EXERCISE REQUIREMENTS: Reproduce the lines of the listing from the one containing "Return the outline of every instance of the antenna" through the one containing "45 40 L 45 35", swapping "top-left" for "upper-left" and leaving everything else unchanged. Give only those lines.

GIVEN DATA:
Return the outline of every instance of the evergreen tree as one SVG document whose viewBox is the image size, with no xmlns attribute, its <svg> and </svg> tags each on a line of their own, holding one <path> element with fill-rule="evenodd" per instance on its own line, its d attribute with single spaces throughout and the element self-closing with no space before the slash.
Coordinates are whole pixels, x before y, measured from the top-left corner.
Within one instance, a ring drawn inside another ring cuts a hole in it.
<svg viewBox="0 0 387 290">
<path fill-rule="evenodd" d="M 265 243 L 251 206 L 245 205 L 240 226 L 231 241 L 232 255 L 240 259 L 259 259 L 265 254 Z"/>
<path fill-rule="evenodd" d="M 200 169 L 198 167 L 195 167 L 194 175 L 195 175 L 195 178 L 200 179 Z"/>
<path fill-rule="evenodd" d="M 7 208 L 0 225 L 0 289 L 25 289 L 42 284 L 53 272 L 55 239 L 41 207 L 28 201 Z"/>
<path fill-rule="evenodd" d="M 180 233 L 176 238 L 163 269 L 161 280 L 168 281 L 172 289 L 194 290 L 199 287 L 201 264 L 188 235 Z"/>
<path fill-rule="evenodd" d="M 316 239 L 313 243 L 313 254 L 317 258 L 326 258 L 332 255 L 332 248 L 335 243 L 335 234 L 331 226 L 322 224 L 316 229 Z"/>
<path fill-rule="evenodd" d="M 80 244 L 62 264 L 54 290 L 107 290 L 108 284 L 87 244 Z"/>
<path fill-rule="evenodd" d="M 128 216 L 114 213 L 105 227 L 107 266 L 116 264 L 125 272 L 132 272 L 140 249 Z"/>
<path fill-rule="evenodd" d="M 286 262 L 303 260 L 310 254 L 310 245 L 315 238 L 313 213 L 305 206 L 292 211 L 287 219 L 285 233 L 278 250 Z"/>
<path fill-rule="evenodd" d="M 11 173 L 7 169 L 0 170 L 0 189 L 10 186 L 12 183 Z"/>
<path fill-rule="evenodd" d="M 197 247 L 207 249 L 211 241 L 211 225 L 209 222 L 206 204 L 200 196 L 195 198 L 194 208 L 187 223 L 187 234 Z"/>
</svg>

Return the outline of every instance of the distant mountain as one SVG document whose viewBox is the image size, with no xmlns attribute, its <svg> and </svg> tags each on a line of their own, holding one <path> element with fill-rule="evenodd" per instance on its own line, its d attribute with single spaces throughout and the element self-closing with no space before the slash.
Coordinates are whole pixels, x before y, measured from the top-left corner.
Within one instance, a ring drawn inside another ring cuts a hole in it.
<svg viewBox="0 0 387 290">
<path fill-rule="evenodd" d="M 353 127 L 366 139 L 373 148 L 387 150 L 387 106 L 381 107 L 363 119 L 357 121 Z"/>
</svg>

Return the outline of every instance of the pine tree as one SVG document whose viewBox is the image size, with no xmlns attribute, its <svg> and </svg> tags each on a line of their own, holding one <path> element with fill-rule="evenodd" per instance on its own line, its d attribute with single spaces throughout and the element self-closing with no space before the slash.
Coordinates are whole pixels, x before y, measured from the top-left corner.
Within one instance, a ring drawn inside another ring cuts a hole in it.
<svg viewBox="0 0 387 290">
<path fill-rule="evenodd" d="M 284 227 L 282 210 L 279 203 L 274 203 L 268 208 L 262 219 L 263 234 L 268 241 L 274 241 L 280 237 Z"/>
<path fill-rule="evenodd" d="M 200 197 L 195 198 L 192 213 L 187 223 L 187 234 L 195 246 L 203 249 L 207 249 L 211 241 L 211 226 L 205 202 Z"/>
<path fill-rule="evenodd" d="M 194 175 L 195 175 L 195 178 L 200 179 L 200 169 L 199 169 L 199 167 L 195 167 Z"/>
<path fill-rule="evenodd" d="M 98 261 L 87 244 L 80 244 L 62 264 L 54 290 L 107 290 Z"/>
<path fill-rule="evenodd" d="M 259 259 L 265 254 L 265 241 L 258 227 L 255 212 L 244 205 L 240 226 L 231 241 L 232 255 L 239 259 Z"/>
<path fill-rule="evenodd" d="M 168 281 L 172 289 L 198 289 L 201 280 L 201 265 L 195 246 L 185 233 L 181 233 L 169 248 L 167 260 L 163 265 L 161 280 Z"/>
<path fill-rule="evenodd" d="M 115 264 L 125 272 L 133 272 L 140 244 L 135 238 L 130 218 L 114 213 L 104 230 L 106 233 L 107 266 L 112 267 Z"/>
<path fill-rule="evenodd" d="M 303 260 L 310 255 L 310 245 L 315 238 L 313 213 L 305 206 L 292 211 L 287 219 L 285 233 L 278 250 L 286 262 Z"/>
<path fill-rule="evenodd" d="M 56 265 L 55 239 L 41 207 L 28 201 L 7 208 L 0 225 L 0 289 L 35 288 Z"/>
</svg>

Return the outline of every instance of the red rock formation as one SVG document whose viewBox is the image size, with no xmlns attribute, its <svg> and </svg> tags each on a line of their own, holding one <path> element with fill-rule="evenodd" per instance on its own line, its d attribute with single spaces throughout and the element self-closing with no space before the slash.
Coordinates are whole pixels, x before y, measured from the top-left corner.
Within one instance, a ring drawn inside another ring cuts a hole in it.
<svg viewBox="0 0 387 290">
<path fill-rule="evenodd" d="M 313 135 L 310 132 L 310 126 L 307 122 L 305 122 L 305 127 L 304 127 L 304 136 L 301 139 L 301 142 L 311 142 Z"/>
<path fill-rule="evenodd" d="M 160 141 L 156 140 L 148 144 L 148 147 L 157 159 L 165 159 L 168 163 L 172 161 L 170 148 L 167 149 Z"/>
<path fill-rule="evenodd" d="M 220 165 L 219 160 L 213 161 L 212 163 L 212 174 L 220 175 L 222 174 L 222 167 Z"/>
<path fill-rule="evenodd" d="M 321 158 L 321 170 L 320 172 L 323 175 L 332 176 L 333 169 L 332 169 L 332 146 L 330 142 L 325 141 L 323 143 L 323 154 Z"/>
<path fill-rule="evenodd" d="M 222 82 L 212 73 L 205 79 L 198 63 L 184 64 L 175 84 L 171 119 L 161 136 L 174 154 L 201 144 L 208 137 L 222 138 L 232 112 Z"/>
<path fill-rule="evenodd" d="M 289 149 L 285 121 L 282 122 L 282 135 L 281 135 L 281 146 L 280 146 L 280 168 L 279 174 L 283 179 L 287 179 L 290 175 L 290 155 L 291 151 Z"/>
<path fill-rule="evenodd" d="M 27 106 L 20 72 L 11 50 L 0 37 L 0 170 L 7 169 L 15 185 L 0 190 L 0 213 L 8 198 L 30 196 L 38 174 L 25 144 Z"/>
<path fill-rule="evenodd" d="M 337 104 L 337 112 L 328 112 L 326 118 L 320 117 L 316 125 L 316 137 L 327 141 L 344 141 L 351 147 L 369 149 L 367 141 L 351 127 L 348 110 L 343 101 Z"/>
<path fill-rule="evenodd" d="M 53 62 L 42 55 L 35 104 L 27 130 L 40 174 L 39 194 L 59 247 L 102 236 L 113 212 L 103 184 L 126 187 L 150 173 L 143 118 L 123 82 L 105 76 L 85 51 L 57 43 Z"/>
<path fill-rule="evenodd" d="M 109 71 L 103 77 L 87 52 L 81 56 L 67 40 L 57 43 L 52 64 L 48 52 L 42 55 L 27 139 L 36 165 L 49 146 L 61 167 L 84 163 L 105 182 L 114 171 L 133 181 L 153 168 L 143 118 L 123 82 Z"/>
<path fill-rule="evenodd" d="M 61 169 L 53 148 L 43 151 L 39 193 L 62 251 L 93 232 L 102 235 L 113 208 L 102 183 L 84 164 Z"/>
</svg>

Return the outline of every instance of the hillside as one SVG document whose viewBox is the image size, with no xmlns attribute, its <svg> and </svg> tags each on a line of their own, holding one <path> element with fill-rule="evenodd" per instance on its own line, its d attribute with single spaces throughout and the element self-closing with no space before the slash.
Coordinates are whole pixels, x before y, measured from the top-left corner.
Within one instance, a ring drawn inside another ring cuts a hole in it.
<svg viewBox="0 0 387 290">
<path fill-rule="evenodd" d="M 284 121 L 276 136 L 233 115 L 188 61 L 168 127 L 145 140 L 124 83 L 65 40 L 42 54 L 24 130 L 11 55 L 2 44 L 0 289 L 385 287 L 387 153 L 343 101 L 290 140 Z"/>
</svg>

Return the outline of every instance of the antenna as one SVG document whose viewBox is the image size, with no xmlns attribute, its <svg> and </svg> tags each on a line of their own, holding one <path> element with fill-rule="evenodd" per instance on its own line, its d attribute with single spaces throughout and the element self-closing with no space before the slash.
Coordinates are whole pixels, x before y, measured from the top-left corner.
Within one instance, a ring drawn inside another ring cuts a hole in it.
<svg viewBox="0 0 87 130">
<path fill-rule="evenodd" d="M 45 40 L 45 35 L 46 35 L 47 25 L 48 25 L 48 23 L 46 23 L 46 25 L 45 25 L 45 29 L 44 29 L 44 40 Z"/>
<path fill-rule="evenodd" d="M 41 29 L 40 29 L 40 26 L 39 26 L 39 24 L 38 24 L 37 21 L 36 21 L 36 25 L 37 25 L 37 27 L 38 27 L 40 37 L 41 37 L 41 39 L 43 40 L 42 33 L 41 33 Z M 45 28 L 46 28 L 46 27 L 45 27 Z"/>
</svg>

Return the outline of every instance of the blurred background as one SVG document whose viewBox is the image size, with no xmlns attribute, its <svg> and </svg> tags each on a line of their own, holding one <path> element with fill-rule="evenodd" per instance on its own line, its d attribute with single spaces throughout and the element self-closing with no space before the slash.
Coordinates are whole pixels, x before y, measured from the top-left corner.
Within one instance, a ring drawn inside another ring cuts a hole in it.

EXERCISE RESULT:
Return the outline of every instance of the antenna as one SVG document whose viewBox is the image size, with no xmlns attribute, its <svg> and </svg> tags each on a line of their own, holding one <path> element with fill-rule="evenodd" per instance on its own line, its d attribute with single spaces throughout and the element self-closing with no space before the slash.
Coordinates are whole pixels, x before y, measured from the upper-left corner.
Within one instance, a ring drawn inside another ring cuts a hole in it.
<svg viewBox="0 0 87 130">
<path fill-rule="evenodd" d="M 45 40 L 45 35 L 46 35 L 47 25 L 48 25 L 48 23 L 46 23 L 46 25 L 45 25 L 45 29 L 44 29 L 44 40 Z"/>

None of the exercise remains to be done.